§ **CONSIGNE A**: D’après le passage sur Tourguenef, dans quel périodique les lettres adressées à Serge Aksakof et à ses fils viennent-elles d’être publiées ?

§ **PASSAGE CITÉ**:
****************************************

Ce n’est point le manque, mais plutôt l’excès d’abandon qui fut la grande faute d’Ivan Tourguenef. Il s’est vraiment trop livré, et à trop de gens. Il a trop oublié que ses amis n’avaient point, comme lui, le pouvoir d’aimer à la fois et de mépriser. Mais du moins, s’il a trop voulu être aimé, il n’a été ni un menteur, ni un hypocrite. Son âme était, comme toutes les âmes, une forêt profonde ; mais c’était une belle forêt, toute plantée de grands arbres où chantaient les oiseaux. Et qu’importe, après cela, si, parmi les arbres, quelques folles herbes poussaient, pêle-mêle avec les buissons et les fleurs sauvages ?

Je ne veux point d’autre preuve de la parfaite loyauté de l’âme de Tourguenef que les quarante-deux lettres écrites par lui, de 1852 à 1857, à Serge Timoféevitch Aksakof et à ses fils, lettres qui viennent d’être publiées dans le Messager d’Europe. Lorsque fut annoncée en Russie la publication de cette correspondance, chacun s’attendit à y trouver de nouveaux traits de malice, des observations satiriques sur les hommes et les choses, des doléances et des récriminations. Et je ne puis assez dire combien on fut déçu. Les lettres de Tourguenef débordent uniquement de bonté, de sympathie, de sollicitude passionnée pour son pays et pour ses amis. C’est en cela, surtout, que consiste leur intérêt: car ce sont de vraies lettres, la plupart très courtes, et écrites manifestement sans la moindre prétention littéraire. Mais Tourguenef y parle de lui-même avec tant de franchise, et de ses amis avec tant d’amitié, il est si simple, si cordial, si désintéressé, que tous ceux qui admirent son génie trouveraient dans ces lettres à l’admirer davantage.

Serge Aksakof était, comme Tourguenef, tout ensemble un chasseur et un écrivain[1]. Il écrivait des romans, des études critiques, des souvenirs, il dirigeait une revue ; et, dans les intervalles de ses travaux littéraires, il chassait. Il aimait aussi la pêche ; c’était un premier point sur lequel il ne se rencontrait pas avec Tourguenef. Un autre point les séparait, l’opposition de leurs vues sur la destinée de la Russie. Aksakof était un ardent slavophile, ennemi de toute introduction en Russie de mœurs et d’idées de notre Occident. Tourguenef, au contraire, avait toujours aimé l’Occident, et toujours avait rêvé pour son pays une constitution libérale dans le genre des nôtres. Mais, pour ne point penser de la même façon, Tourguenef et Aksakof n’en étaient pas moins d’excellens amis. A chaque page de sa correspondance Tourguenef donne de nouveaux témoignages de son respect pour l’expérience, littéraire et cynégétique, de son correspondant. Il n’écrit pas un conte qu’il ne lui soumette, et il ne fait pas une battue dont il ne lui détaille le produit. Car ce n’est point par fantaisie d’homme de lettres qu’il a intitulé son premier livre: les Mémoires d’un chasseur ; durant tout son séjour en Russie il a été un vrai chasseur, plus préoccupé de ses fusils et de ses chiens que du succès de ses livres.

****************************************

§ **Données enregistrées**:
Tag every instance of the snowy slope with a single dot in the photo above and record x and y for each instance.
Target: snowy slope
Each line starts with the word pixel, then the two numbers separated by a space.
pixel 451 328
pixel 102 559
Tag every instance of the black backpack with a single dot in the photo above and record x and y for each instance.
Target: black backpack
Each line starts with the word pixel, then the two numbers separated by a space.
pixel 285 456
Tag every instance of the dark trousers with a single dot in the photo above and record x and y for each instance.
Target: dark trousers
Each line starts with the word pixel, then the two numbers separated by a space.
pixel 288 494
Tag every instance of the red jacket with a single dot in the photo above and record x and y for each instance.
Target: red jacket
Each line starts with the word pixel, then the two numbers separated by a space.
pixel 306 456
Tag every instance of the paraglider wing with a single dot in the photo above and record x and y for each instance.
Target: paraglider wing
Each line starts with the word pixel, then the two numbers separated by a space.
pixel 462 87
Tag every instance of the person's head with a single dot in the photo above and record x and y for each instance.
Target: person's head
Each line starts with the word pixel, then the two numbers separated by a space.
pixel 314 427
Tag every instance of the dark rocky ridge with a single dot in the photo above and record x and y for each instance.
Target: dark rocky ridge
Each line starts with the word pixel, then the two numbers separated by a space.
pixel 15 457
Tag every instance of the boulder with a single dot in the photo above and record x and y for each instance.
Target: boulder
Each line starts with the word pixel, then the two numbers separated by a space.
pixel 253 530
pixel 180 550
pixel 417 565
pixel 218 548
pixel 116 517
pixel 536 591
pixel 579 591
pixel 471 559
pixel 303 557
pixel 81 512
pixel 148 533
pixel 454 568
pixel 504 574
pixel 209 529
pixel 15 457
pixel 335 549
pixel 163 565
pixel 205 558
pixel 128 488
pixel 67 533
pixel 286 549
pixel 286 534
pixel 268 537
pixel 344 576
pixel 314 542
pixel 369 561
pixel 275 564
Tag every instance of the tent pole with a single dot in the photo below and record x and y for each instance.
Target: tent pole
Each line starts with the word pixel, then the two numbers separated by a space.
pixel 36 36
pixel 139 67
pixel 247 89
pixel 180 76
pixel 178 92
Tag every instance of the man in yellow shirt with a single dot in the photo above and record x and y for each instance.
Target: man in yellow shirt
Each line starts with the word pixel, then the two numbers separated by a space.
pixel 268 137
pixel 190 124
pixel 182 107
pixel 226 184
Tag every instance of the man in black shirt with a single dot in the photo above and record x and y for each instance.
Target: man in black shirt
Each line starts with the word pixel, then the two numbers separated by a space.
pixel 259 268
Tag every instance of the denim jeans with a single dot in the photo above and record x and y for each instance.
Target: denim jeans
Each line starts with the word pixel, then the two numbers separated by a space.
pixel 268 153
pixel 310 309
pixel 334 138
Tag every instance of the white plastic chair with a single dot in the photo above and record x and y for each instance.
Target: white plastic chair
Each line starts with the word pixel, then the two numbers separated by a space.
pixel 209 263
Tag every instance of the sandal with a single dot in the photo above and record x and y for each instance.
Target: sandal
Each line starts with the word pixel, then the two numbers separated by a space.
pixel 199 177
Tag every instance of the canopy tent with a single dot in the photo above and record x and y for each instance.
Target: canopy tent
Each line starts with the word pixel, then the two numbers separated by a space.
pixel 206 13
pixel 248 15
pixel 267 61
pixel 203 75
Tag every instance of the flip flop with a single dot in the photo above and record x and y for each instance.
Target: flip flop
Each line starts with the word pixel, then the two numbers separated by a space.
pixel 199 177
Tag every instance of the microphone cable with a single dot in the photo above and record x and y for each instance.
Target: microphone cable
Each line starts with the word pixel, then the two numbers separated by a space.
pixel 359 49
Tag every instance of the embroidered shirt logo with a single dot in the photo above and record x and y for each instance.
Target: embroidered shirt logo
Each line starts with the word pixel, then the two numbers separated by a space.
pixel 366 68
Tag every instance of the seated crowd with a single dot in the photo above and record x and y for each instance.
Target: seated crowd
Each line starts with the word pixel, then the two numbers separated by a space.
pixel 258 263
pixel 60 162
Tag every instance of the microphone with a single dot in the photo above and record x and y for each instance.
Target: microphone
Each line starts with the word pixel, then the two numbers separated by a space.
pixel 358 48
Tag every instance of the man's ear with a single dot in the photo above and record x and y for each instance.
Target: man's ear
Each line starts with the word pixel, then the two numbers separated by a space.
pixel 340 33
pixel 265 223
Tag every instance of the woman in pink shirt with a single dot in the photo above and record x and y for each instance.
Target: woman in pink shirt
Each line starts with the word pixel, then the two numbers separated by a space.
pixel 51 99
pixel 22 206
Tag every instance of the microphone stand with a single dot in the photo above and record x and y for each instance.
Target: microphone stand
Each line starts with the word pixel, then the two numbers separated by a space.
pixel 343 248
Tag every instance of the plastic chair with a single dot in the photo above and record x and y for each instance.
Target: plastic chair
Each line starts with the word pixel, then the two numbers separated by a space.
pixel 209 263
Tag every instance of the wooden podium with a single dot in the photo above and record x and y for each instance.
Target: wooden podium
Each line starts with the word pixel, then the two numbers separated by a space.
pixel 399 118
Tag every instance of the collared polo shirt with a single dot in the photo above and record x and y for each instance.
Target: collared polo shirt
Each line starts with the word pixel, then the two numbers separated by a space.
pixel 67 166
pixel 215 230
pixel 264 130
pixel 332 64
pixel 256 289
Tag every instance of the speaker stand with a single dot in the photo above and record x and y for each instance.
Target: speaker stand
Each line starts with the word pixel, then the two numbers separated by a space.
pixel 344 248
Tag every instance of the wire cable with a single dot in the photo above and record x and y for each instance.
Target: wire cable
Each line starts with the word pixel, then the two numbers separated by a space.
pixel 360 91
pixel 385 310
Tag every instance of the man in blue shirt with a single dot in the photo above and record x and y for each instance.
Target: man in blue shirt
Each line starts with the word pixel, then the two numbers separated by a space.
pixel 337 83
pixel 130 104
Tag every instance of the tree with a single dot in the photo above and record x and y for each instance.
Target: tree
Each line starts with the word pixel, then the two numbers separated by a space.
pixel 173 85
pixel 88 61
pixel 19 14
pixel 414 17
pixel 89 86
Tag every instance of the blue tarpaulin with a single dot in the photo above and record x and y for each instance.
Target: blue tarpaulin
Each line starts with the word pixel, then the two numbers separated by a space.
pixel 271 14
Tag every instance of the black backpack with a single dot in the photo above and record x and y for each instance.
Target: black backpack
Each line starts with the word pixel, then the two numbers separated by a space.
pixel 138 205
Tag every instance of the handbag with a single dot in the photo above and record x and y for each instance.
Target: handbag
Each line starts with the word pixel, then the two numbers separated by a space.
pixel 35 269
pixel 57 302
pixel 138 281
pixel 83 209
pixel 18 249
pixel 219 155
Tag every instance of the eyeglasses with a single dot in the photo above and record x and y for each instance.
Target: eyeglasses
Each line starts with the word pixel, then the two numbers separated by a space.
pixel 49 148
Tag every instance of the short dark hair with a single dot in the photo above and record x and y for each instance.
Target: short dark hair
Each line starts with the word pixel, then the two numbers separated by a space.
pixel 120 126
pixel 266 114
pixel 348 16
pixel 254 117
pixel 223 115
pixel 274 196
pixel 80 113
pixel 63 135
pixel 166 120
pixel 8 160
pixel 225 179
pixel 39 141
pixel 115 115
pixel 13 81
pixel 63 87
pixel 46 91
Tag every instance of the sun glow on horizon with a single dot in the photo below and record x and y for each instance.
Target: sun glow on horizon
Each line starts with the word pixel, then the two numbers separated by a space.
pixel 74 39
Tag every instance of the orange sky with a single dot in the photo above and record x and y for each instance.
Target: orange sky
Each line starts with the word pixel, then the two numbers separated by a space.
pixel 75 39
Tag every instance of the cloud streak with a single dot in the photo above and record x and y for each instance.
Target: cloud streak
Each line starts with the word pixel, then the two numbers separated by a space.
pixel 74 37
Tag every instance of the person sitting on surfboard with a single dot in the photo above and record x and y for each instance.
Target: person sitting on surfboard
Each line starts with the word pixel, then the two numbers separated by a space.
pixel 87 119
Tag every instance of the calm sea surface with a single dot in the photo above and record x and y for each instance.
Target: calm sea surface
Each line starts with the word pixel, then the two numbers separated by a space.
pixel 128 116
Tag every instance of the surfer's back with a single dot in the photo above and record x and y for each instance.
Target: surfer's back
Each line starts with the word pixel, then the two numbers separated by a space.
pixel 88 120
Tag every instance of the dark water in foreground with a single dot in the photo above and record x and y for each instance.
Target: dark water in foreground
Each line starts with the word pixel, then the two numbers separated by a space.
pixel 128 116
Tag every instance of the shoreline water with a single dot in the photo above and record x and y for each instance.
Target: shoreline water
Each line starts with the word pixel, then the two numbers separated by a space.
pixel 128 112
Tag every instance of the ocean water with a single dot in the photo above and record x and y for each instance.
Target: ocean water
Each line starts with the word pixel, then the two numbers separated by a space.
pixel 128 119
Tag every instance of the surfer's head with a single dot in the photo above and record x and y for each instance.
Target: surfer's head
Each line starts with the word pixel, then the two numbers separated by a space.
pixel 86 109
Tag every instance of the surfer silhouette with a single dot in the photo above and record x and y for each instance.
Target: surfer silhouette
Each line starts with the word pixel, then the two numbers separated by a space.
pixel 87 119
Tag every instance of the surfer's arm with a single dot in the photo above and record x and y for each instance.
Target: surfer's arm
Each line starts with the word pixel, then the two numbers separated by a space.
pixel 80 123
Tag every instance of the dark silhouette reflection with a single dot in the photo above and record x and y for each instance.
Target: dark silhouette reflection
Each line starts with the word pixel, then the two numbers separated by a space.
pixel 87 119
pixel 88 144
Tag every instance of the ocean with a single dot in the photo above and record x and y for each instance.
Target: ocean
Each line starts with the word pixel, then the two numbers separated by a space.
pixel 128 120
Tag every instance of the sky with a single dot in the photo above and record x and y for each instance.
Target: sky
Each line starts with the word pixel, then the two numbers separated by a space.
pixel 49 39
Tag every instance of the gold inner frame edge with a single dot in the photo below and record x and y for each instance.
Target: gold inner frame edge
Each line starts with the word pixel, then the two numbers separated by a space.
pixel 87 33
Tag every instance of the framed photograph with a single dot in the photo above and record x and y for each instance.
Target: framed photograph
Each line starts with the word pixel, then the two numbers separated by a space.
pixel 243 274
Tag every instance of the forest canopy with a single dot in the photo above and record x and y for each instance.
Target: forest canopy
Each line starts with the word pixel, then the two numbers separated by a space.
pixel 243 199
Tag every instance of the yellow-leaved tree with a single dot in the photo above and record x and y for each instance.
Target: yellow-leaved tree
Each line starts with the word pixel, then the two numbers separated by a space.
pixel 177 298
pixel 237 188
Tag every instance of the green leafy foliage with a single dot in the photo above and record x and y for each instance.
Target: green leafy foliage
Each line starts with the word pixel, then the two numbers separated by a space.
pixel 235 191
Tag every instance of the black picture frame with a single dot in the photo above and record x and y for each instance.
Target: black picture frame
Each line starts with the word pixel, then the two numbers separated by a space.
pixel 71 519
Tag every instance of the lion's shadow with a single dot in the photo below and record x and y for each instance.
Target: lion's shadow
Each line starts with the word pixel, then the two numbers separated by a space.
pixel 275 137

****************************************

§ **CONSIGNE B**: Dans les entrées, réécrivez en liste numérotée les lignes allant de celle qui contient « Tag every instance of the lion's » jusqu’à la fin des entrées incluse, sans les lignes vides.

§ **SOLUTION A**: Dans le Messager d’Europe.

§ **SOLUTION B**:
1. Tag every instance of the lion's shadow with a single dot in the photo below and record x and y for each instance.
2. Target: lion's shadow
3. Each line starts with the word pixel, then the two numbers separated by a space.
4. pixel 275 137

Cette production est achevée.